>> start RECORDS SHOWN

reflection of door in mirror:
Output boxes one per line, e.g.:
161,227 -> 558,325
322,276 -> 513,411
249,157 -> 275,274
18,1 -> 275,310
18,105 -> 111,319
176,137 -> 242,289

>> end RECORDS SHOWN

Write out all lines of the records again, requests included, and increase every coordinate in the answer boxes by 138. Leave the numbers in the requests and their format samples unchanged.

**TASK OUTPUT**
reflection of door in mirror:
Output boxes one per line, e.g.:
161,227 -> 558,325
322,276 -> 513,411
387,295 -> 413,412
156,139 -> 413,448
156,243 -> 249,457
314,275 -> 380,427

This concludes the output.